■ EXERCISE REQUIREMENTS: Start at the line in the entries below that contains "around the driftwood", stop at the line that contains "the snow-covered ice", and output exactly the lines in that span, both ends included.

====== EXTRACTED MATERIAL

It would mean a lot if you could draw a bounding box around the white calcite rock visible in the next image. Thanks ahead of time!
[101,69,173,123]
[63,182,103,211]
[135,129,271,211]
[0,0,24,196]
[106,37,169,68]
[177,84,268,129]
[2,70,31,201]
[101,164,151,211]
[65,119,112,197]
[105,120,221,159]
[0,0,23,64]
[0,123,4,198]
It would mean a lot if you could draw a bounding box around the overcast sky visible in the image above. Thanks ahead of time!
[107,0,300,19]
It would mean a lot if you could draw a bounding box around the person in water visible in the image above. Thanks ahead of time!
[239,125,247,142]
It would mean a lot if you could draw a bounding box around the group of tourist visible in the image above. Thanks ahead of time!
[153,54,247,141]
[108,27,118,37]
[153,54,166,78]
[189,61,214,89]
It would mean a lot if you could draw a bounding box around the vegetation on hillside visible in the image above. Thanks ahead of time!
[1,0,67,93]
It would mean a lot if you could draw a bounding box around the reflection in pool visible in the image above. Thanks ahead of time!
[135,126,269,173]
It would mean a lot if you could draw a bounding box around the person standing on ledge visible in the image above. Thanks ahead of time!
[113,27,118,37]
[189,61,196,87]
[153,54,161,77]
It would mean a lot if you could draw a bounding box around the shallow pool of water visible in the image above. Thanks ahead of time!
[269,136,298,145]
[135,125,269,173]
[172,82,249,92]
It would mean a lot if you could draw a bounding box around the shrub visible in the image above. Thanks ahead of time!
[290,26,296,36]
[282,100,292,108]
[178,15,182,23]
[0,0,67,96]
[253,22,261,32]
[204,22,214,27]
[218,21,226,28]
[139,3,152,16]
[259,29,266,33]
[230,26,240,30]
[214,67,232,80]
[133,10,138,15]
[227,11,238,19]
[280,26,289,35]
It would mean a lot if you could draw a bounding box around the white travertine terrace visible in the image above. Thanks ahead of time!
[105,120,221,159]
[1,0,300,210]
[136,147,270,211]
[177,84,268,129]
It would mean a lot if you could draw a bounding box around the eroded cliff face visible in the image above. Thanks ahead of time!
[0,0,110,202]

============
====== EXTRACTED MATERIAL

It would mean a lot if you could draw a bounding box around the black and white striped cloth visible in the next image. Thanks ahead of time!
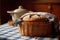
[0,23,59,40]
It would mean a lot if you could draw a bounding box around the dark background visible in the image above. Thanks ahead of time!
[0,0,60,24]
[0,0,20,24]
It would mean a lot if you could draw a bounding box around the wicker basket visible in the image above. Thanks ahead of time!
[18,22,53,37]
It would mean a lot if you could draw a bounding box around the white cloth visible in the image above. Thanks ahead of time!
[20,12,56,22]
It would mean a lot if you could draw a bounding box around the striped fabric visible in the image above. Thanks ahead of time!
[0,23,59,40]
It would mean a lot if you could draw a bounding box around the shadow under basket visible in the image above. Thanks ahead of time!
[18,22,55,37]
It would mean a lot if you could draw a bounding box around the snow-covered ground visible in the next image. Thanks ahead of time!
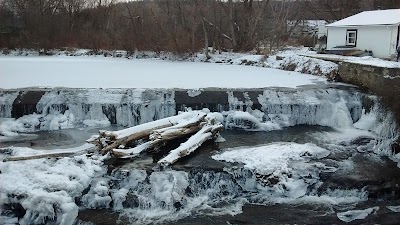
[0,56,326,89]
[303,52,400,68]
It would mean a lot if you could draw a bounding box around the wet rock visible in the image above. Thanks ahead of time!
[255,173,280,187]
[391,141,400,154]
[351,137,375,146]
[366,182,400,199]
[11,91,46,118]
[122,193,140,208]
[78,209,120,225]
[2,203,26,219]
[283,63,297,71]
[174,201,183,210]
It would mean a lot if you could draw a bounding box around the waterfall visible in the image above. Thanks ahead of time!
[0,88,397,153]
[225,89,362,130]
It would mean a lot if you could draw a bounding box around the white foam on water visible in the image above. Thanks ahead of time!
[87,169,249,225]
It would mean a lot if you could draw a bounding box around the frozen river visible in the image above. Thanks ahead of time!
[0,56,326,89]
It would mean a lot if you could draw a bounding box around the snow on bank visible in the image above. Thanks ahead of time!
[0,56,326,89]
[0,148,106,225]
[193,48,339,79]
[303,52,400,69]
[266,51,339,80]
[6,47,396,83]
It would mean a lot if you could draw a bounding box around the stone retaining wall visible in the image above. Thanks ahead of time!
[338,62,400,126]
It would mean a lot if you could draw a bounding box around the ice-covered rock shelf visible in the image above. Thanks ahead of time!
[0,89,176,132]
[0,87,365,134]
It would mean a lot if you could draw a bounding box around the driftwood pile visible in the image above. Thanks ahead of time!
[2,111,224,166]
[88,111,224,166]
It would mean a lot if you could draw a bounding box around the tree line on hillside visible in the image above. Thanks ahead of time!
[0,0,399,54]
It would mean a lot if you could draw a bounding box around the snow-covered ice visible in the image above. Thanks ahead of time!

============
====== EXTRACTED MATERIAL

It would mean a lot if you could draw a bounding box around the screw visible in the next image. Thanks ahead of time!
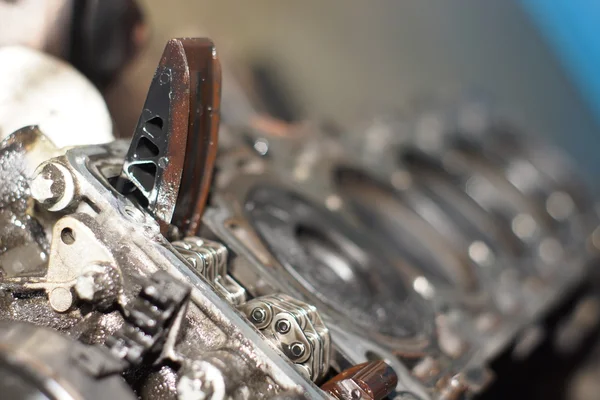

============

■ TASK OUTPUT:
It would mean a lot if you could draw a bounding box around the driftwood pile visible in the image above. Thanks ahead of time!
[2,111,224,166]
[88,111,224,166]
It would mean a lot if you could draw a bounding box around the tree line on hillside visible in the image above. Thanks ahead of time!
[0,0,399,54]
It would mean a lot if you could draw a bounding box around the snow-covered ice visible in the image above. Thanks ahead of time!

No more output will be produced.